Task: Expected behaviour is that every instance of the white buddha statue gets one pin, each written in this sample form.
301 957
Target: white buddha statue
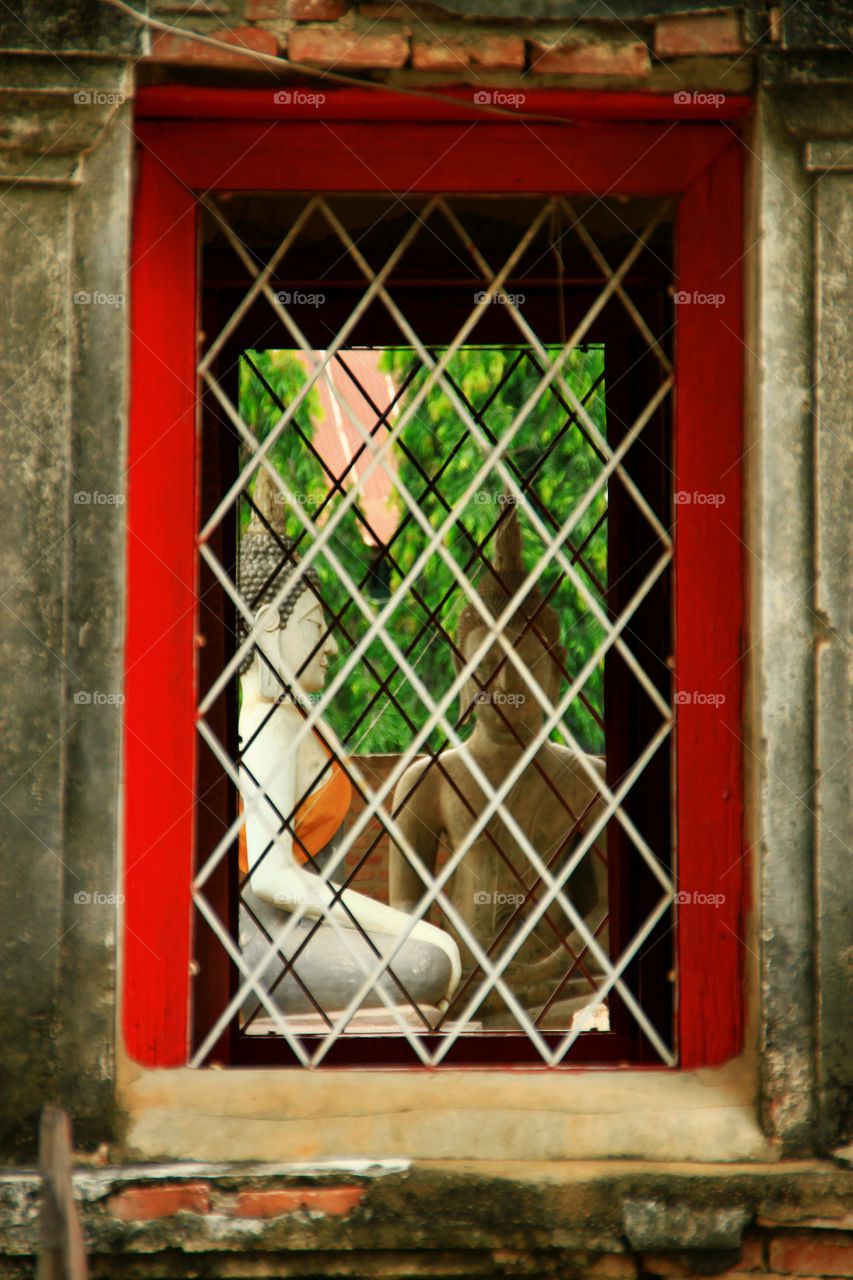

_ _ _ _

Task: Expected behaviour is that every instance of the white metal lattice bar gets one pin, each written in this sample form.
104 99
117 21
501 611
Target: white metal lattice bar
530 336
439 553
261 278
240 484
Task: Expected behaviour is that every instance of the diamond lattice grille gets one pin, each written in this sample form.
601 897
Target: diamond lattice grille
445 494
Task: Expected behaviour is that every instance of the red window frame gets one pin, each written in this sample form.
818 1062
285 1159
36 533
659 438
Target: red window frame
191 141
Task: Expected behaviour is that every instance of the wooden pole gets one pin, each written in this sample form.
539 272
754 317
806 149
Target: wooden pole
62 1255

_ _ _ _

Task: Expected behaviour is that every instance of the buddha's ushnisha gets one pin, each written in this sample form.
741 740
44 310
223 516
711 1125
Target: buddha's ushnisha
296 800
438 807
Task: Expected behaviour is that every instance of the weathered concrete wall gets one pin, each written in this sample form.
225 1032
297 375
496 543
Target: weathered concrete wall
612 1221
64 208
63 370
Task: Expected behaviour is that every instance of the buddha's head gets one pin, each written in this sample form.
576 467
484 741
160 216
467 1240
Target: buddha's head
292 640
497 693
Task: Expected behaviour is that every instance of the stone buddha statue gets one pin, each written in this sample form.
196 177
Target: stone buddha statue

_ _ _ _

What you are asked to do:
Out of the listing above, reproduce exactly the lines from the one with "Target: weathered concrete wall" up to and including the one with "Target: stone buddha statue".

Answer area:
Target: weathered concrete wall
612 1221
64 208
63 370
Task: Expected behaviour is that every instance of the buddha's head gets one pin, each written in this sample form.
576 467
484 741
160 216
467 1240
Target: buddha's head
292 640
497 693
Task: Expected behaviour is that every instance of the stone buddha statue gets one pin, each written in this sample form.
196 177
Target: stone buddha statue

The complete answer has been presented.